PROBLEM REQUIREMENTS
The listing is to be returned word for word, without its images.
+--
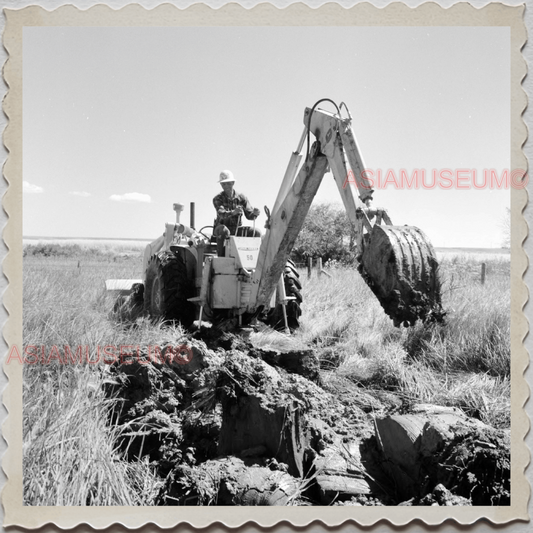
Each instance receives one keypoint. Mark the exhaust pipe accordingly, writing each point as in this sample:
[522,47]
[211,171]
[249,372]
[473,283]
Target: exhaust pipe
[192,215]
[178,208]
+--
THE COMPLETED TASK
Each instance receives one keypoint. Mark the exhaust pipe accordingly, writing each point as in this sample:
[522,47]
[211,171]
[249,372]
[473,283]
Target: exhaust pipe
[192,215]
[178,208]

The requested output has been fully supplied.